Start of Data for the task
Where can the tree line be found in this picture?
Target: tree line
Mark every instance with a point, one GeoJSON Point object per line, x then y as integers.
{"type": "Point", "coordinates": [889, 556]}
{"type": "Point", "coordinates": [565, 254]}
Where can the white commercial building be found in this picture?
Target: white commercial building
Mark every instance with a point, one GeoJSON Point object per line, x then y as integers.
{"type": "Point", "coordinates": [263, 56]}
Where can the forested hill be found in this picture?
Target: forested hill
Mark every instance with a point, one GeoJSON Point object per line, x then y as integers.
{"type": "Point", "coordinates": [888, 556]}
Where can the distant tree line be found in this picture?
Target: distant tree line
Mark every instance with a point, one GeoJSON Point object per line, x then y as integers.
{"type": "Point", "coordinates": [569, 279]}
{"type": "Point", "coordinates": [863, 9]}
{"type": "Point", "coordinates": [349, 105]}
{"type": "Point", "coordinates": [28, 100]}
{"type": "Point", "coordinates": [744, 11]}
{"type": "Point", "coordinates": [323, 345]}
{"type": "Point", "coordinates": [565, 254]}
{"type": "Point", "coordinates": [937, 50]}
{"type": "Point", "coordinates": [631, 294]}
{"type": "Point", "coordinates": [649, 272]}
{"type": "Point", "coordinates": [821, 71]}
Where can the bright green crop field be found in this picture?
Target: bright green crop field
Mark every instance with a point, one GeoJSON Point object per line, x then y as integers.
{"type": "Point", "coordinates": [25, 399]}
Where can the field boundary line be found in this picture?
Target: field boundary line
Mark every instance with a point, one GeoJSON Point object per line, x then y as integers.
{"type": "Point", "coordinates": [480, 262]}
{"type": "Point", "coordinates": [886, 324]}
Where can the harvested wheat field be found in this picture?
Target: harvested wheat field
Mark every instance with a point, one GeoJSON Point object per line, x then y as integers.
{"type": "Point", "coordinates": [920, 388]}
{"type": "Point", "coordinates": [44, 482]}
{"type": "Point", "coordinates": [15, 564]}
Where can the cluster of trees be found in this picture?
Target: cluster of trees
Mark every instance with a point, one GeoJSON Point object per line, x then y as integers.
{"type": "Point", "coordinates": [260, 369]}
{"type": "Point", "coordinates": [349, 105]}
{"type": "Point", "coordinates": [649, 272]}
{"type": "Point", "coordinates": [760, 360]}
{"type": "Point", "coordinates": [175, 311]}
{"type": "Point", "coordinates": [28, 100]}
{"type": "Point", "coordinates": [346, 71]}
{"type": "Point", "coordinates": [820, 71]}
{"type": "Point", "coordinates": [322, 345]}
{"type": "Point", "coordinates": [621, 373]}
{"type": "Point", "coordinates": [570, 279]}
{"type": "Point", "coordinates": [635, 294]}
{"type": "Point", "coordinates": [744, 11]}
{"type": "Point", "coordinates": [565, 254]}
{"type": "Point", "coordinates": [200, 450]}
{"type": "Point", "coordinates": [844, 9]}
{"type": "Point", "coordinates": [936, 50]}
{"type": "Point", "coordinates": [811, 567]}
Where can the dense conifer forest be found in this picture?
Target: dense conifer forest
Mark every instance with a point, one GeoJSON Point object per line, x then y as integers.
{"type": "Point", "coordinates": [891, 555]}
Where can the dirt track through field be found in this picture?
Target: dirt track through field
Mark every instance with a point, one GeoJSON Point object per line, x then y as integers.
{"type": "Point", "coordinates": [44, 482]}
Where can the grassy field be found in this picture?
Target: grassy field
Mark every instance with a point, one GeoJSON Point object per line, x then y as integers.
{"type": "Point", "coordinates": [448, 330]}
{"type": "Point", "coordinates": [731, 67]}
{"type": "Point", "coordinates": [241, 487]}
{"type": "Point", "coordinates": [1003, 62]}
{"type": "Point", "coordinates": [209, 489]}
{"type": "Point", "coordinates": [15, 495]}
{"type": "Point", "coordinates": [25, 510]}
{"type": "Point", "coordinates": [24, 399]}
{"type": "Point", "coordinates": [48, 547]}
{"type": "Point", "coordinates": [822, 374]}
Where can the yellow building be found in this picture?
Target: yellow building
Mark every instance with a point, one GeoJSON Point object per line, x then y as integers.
End of Data for the task
Exercise instructions: All records should be written out again exactly as given.

Result for this exercise:
Where can the tree line be found in this picture?
Target: tree line
Mark every instance with a point, one GeoJSON Point object per line, x then y as integers.
{"type": "Point", "coordinates": [889, 556]}
{"type": "Point", "coordinates": [565, 254]}
Where can the white commercial building be found in this picture?
Target: white commercial building
Mark every instance with a point, one GeoJSON Point object per line, x then y as integers.
{"type": "Point", "coordinates": [263, 56]}
Where can the forested hill be found in this picture?
Target: forested hill
Mark every instance with a point, one GeoJSON Point object per line, x then y as integers.
{"type": "Point", "coordinates": [888, 556]}
Where can the distant tree line be found in this picture?
Target: distant tree line
Mark every instance with a point, one GeoJSON Point object per line, x then y as integers.
{"type": "Point", "coordinates": [569, 279]}
{"type": "Point", "coordinates": [863, 9]}
{"type": "Point", "coordinates": [349, 105]}
{"type": "Point", "coordinates": [28, 100]}
{"type": "Point", "coordinates": [744, 11]}
{"type": "Point", "coordinates": [323, 345]}
{"type": "Point", "coordinates": [565, 254]}
{"type": "Point", "coordinates": [937, 50]}
{"type": "Point", "coordinates": [631, 294]}
{"type": "Point", "coordinates": [649, 272]}
{"type": "Point", "coordinates": [821, 71]}
Where can the bright green crop field be found in this picture?
Target: bright green crop field
Mark every instance with a point, one GeoJSON Point object per line, x then y as integers.
{"type": "Point", "coordinates": [25, 399]}
Where can the field boundary line be found in this picture?
Target: field boundary line
Mark every instance with a point, one GeoJSON Point object per line, x then y as integers.
{"type": "Point", "coordinates": [480, 262]}
{"type": "Point", "coordinates": [886, 324]}
Where can the harvested wheat field be found in this picture?
Target: harvested wheat field
Mark every instance with a point, one GeoJSON Point object per line, x then y as integers.
{"type": "Point", "coordinates": [920, 388]}
{"type": "Point", "coordinates": [44, 482]}
{"type": "Point", "coordinates": [15, 564]}
Where can the cluster of trees be found in this picture?
Target: cluster of trees
Mark every instance with a point, one GeoJSON Point object per line, x then y as integers.
{"type": "Point", "coordinates": [260, 369]}
{"type": "Point", "coordinates": [349, 105]}
{"type": "Point", "coordinates": [649, 272]}
{"type": "Point", "coordinates": [760, 360]}
{"type": "Point", "coordinates": [175, 311]}
{"type": "Point", "coordinates": [28, 100]}
{"type": "Point", "coordinates": [346, 71]}
{"type": "Point", "coordinates": [820, 71]}
{"type": "Point", "coordinates": [322, 345]}
{"type": "Point", "coordinates": [621, 373]}
{"type": "Point", "coordinates": [570, 279]}
{"type": "Point", "coordinates": [635, 294]}
{"type": "Point", "coordinates": [744, 11]}
{"type": "Point", "coordinates": [565, 254]}
{"type": "Point", "coordinates": [200, 450]}
{"type": "Point", "coordinates": [844, 9]}
{"type": "Point", "coordinates": [936, 50]}
{"type": "Point", "coordinates": [811, 567]}
Where can the dense conifer forest be found in this picture?
Target: dense conifer forest
Mark every instance with a point, one GeoJSON Point object per line, x then y as integers.
{"type": "Point", "coordinates": [891, 555]}
Where can the dirt track through field be found in this picture?
Target: dirt track through field
Mark every instance with a point, one GeoJSON Point object per line, x then y as integers.
{"type": "Point", "coordinates": [44, 482]}
Where can the grassy field be found in this picture?
Target: grassy field
Mark every instance with a point, one GeoJSON Point object per line, x then y as integers.
{"type": "Point", "coordinates": [448, 330]}
{"type": "Point", "coordinates": [731, 67]}
{"type": "Point", "coordinates": [241, 487]}
{"type": "Point", "coordinates": [1003, 62]}
{"type": "Point", "coordinates": [209, 489]}
{"type": "Point", "coordinates": [15, 495]}
{"type": "Point", "coordinates": [25, 510]}
{"type": "Point", "coordinates": [24, 399]}
{"type": "Point", "coordinates": [48, 547]}
{"type": "Point", "coordinates": [822, 374]}
Where can the yellow building be found in this picture?
Target: yellow building
Mark every instance with a point, one GeoJSON Point object per line, x then y as integers.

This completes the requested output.